---- Listing

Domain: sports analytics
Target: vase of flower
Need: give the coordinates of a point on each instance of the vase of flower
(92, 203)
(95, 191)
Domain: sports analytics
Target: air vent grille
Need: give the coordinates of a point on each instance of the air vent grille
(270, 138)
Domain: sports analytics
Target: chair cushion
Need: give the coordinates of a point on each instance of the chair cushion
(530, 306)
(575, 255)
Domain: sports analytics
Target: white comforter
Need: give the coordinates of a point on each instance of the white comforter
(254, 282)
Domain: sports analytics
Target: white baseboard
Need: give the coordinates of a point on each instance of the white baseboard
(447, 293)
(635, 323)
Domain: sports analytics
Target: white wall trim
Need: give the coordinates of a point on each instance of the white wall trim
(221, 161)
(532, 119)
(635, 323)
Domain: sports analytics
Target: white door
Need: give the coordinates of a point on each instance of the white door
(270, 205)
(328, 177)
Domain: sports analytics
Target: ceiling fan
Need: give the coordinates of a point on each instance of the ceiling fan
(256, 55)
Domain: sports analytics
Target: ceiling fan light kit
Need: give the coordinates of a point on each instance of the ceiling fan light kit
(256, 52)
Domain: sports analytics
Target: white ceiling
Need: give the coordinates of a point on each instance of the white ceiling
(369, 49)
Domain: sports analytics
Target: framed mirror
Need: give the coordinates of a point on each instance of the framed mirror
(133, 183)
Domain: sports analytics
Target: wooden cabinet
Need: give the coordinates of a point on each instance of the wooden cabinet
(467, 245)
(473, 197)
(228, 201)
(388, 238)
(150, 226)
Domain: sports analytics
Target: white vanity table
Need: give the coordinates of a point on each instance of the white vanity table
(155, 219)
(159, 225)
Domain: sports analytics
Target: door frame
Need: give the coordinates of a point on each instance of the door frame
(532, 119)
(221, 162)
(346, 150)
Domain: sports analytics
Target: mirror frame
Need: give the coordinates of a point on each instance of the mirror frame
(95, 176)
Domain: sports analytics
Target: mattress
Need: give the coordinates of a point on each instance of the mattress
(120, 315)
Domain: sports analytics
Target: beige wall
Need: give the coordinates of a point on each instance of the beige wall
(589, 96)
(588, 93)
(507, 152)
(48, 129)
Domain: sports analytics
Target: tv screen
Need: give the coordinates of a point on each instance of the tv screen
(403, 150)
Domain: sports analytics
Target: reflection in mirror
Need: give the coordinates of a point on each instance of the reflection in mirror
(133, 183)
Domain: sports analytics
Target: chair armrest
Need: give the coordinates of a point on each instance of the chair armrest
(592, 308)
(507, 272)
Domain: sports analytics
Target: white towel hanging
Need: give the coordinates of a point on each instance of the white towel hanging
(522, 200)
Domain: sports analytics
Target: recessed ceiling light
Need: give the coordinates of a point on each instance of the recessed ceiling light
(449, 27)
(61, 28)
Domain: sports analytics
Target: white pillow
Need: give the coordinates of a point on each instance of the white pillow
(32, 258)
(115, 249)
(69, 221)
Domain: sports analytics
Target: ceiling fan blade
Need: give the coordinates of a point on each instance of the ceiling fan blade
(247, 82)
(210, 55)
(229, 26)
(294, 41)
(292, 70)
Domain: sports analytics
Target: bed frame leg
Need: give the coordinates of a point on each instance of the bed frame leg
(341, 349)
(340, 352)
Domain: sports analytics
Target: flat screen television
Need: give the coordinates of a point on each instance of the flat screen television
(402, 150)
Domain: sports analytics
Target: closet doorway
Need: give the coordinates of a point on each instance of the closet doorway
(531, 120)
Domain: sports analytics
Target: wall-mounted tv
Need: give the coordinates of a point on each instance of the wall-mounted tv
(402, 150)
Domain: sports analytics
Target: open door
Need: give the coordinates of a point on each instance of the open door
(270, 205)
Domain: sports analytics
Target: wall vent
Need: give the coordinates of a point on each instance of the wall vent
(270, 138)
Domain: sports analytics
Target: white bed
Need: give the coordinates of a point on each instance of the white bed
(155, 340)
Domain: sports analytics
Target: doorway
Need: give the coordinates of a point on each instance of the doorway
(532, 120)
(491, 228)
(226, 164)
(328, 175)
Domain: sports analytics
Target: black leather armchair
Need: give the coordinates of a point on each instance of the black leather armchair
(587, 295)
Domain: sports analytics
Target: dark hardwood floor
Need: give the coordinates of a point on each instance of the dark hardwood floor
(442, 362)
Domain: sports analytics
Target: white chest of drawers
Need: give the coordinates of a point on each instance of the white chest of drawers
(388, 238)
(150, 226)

--------

_Problem description_
Repeat the material above in full, quoting it exactly.

_Solution to this problem_
Domain: sports analytics
Target: vase of flower
Need: give the coordinates of a point on each instance of the vase of flower
(92, 203)
(95, 191)
Domain: sports analytics
Target: air vent grille
Need: give the coordinates of a point on each instance of the air vent grille
(270, 138)
Domain: sports analytics
Target: chair cushion
Need: give the coordinates of a point on each instance of the chair cushion
(530, 306)
(575, 255)
Domain: sports analytics
Target: white comforter
Need: give the coordinates of a point on each instance of the white comforter
(254, 282)
Domain: sports analytics
Target: white baseboard
Need: give the coordinates of a point on each instance of the white baseboard
(447, 293)
(635, 323)
Domain: sports analytics
Target: white wall trim
Need: give the coordinates of a point on each instance of the white wall trim
(221, 161)
(532, 119)
(635, 323)
Domain: sports analytics
Target: white door
Need: give the coordinates of a point on each instance of the white door
(270, 205)
(328, 177)
Domain: sports analytics
Target: ceiling fan
Need: give the coordinates of a point on each instance of the ceiling fan
(256, 55)
Domain: sports analytics
Target: ceiling fan light kit
Need: give the coordinates of a point on each instance of the ceiling fan light kit
(256, 52)
Domain: sports analytics
Target: white ceiling
Need: give the coordinates of a point on each instance of the white ceiling
(369, 49)
Domain: sports analytics
Target: framed mirror
Need: give the coordinates of a point on each instance of the framed mirror
(133, 183)
Domain: sports analytics
Target: wooden cabinet
Need: give the coordinates of a point on each instance of the wooden cabinet
(467, 245)
(473, 197)
(228, 201)
(388, 238)
(150, 226)
Domain: sports analytics
Target: white vanity table
Need: give the coordinates of a point on each instance of the white vanity table
(155, 219)
(159, 225)
Domain: sports analytics
Target: door frame
Need: give the coordinates of a point on each instance of the door frame
(532, 119)
(221, 162)
(346, 150)
Domain: sports analytics
Target: mirror frame
Need: give the coordinates of a point on each instance of the mirror frame
(95, 176)
Domain: sports analytics
Target: mattress
Need: give the coordinates of a point on each instance of the mattress
(120, 315)
Domain: sports analytics
Target: beige wall
Need: give the coordinates of a point on each instance of the beige wall
(589, 96)
(588, 93)
(507, 152)
(48, 129)
Domain: sports analytics
Target: tv screen
Need: give the coordinates of a point on each instance of the tv screen
(403, 150)
Domain: sports analytics
Target: reflection in mirror
Need: give the coordinates of a point on each instance of the reflection in mirror
(133, 183)
Domain: sports analytics
Target: chair armrest
Need: give the coordinates of a point on each instance of the chair armrest
(592, 308)
(507, 272)
Domain: sports analytics
Target: white towel hanging
Need: give the coordinates of a point on each instance of the white towel hanging
(522, 200)
Domain: sports analytics
Target: recessed ceiling light
Need: give the coordinates of a point on each instance of the recessed ceiling light
(449, 27)
(61, 28)
Domain: sports analytics
Target: white pillow
Need: give the coordinates of a point on each instance of the white pillow
(32, 258)
(115, 249)
(69, 221)
Domain: sports analytics
Target: ceiling fan blade
Need: give the coordinates of a point on each instance of the ceiling fan blade
(247, 82)
(210, 55)
(229, 26)
(294, 41)
(292, 70)
Domain: sports analytics
Target: bed frame leg
Need: give the coordinates of a point on each instance of the bed frame leg
(341, 349)
(340, 352)
Domain: sports analytics
Target: flat screen television
Need: give the coordinates of a point on each instance of the flat screen television
(402, 150)
Domain: sports analytics
Target: closet doorway
Need: give the coordinates of a point on each instance of the closet doorway
(531, 120)
Domain: sports analytics
Target: wall-mounted tv
Need: give the coordinates of a point on each instance of the wall-mounted tv
(402, 150)
Domain: sports analytics
Target: open door
Need: give the coordinates of a point on each instance of the open door
(270, 205)
Domain: sports analytics
Target: wall vent
Need: give the coordinates of a point on each instance of the wall vent
(270, 138)
Domain: sports analytics
Target: white bed
Need: give the coordinates of a point on each instance of the white bed
(155, 340)
Domain: sports analytics
Target: doorway
Need: give the coordinates of a point on each instance of the doorway
(532, 120)
(491, 228)
(226, 164)
(328, 175)
Domain: sports analytics
Target: black leather armchair
Need: give the coordinates of a point on each instance of the black leather armchair
(587, 295)
Domain: sports analytics
Target: dark hardwood floor
Need: give the coordinates of a point on each instance of the dark hardwood floor
(442, 362)
Domain: sports analytics
Target: white chest of drawers
Need: give the coordinates of a point on each instance of the white chest of drawers
(388, 238)
(150, 226)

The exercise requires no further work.